# Exercise
Reproduce the data below verbatim, line for line, and omit the pictures.

»»

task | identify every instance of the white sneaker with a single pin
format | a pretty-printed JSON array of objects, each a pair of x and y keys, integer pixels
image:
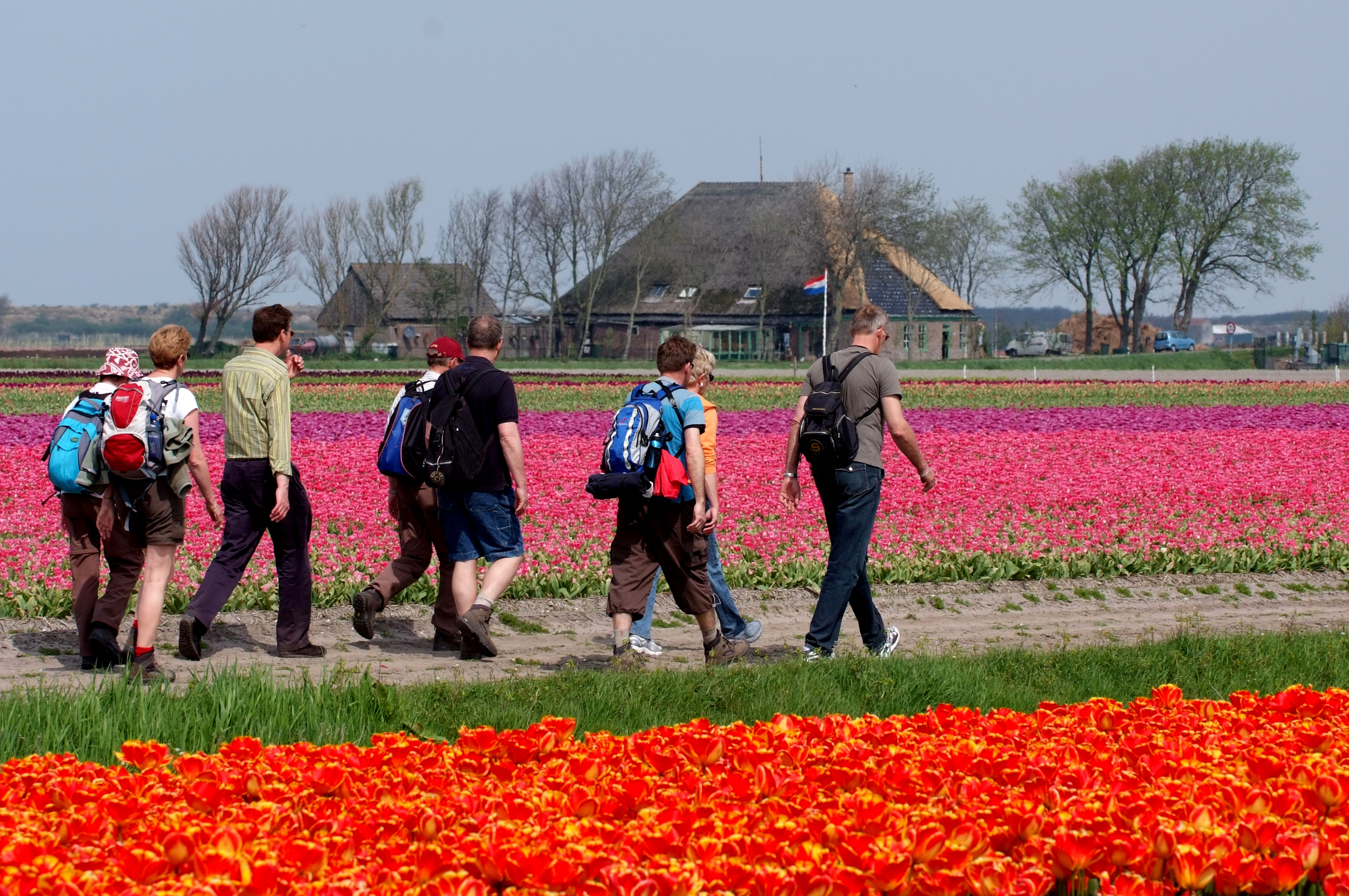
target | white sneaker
[
  {"x": 892, "y": 640},
  {"x": 645, "y": 646}
]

««

# Task solution
task | identify every instance of the white sneaker with a single pin
format | a pretty-printed JSON array of objects, each a pair of x and y keys, integer pixels
image:
target | white sneaker
[
  {"x": 892, "y": 640},
  {"x": 645, "y": 646}
]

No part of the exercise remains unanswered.